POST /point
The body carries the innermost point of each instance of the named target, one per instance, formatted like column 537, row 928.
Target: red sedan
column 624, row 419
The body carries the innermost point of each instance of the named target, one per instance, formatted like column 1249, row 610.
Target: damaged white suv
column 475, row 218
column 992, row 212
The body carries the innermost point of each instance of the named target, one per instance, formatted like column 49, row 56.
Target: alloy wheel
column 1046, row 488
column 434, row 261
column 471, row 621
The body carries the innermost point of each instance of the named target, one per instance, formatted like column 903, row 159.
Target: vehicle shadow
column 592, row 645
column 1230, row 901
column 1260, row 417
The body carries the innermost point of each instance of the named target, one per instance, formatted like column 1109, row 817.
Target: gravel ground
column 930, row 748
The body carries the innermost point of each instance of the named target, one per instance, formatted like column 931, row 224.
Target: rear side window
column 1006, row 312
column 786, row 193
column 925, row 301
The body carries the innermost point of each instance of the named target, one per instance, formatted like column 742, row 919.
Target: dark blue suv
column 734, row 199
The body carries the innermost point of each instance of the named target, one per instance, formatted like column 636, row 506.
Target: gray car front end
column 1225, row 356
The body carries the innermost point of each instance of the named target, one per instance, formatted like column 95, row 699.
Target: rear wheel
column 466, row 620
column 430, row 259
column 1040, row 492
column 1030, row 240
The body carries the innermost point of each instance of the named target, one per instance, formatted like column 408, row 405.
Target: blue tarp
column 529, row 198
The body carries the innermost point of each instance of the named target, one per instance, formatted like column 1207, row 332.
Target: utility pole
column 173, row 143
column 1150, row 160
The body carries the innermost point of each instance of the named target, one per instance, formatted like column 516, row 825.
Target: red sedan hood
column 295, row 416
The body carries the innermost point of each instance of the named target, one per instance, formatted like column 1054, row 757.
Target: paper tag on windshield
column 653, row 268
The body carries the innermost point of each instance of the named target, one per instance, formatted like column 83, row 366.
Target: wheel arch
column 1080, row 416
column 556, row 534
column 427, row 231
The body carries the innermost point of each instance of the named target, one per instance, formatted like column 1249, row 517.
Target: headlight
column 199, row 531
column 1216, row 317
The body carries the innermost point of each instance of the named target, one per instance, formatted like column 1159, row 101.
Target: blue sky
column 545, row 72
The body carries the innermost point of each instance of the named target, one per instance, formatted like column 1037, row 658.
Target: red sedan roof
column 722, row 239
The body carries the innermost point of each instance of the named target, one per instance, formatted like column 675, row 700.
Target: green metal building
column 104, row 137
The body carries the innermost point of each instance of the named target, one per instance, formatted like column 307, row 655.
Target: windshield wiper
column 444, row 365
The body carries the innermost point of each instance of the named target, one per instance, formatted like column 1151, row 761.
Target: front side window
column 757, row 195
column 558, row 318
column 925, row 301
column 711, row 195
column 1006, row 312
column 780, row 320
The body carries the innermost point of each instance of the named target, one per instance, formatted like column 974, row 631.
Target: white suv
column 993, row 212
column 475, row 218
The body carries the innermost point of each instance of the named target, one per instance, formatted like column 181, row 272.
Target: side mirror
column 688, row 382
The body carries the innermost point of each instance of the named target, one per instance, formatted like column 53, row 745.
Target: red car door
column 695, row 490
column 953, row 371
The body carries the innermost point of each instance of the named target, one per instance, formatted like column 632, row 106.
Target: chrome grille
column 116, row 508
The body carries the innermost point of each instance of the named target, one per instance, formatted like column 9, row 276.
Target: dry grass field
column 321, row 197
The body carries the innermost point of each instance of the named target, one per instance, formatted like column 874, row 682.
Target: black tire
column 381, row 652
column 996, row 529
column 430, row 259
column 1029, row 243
====
### WHAT THE TASK ASKS
Output every record above, exactly as written.

### RESPONSE TO THE EXERCISE
POST /point
The body carries the innermost point of each instance of the named target, one per instance, formatted like column 537, row 928.
Target: red sedan
column 624, row 419
The body carries the innermost point of each instance of the named target, one per instance, formatted like column 1249, row 610.
Target: damaged white suv
column 475, row 218
column 992, row 212
The body carries the innermost point of each instance of the named target, one per instance, formatted like column 49, row 56.
Target: alloy wheel
column 1046, row 488
column 434, row 261
column 471, row 621
The body carries the innermost point of each instance of the named target, one per instance, formatted like column 903, row 159.
Target: vehicle shadow
column 592, row 645
column 1230, row 901
column 1260, row 417
The body carries the innermost point of each instance of the named target, one per instance, formatted like column 1109, row 817.
Target: gravel ground
column 930, row 748
The body carries the innermost point of each instance of the named target, one per instance, formatted like column 931, row 224.
Target: rear side window
column 1006, row 312
column 786, row 193
column 925, row 301
The body carries the innermost point of each instance of the named target, one per instance, formatted like column 742, row 919.
Target: dark blue suv
column 734, row 199
The body carries the innermost point of each instance of the named target, one per instance, formatted like column 636, row 506.
Target: gray car front end
column 1225, row 356
The body carries the innermost point of each instance of the named target, one per instance, formatted like column 95, row 699.
Target: rear wheel
column 466, row 620
column 430, row 259
column 1040, row 492
column 1030, row 240
The body carries the innermost point of each instance of the named target, one per instance, formatted like column 408, row 405.
Target: blue tarp
column 529, row 198
The body carries the innermost point of each instance of the named target, one per instance, formatted like column 1207, row 332.
Target: utility pole
column 173, row 143
column 1150, row 160
The body carries the innermost point of each instance of the named target, one per instance, formatted like column 516, row 825.
Target: red sedan hood
column 295, row 416
The body carries the innermost point of each instance of the named target, one per instance, formatted like column 1054, row 757.
Target: paper tag on windshield
column 653, row 268
The body carries the innermost point of each instance of the named target, one per instance, formatted like column 83, row 366.
Target: wheel arch
column 1080, row 416
column 556, row 534
column 427, row 231
The body carries the innermost point of each instance of the named target, one per instance, formatted like column 1249, row 517.
Target: headlight
column 199, row 531
column 1216, row 317
The body carries the innermost point of each instance of the named target, one per instance, formatted like column 1159, row 101.
Target: blue sky
column 545, row 72
The body carries the innermost point of each instance of the named target, one per instance, formatted like column 1037, row 658.
Target: red sedan roof
column 722, row 239
The body carries the innermost point of each instance of the named target, one per instance, formatted like column 675, row 700.
Target: green metal building
column 104, row 137
The body carries the innermost point of each instance of the named target, one per instance, formatted like column 307, row 655.
Target: windshield wiper
column 444, row 365
The body carries the innermost point of each instance of the named target, one per instance, formatted like column 1151, row 761.
Target: front side window
column 757, row 195
column 558, row 318
column 925, row 301
column 711, row 195
column 1006, row 312
column 780, row 320
The body carries the innermost point of each instance of the named target, one per instance, formatted like column 974, row 631.
Target: white suv
column 993, row 212
column 475, row 218
The body carries the innermost point of each instance of the named target, one per instance, formatted like column 181, row 272.
Target: side mirror
column 688, row 382
The body carries the innermost point of each instance of the named target, one per instance, formatted like column 53, row 745.
Target: red car door
column 695, row 490
column 953, row 371
The body carries the innermost point of each instance of the named target, one per instance, formatted like column 632, row 106.
Target: chrome grille
column 116, row 508
The body carries the innermost point of each instance of the named target, one per instance, formatted like column 9, row 276.
Target: dry grass field
column 321, row 197
The body carries the innermost point of each instance of the named target, one per instance, formatted like column 874, row 682.
Target: black tire
column 381, row 652
column 996, row 529
column 430, row 259
column 1029, row 243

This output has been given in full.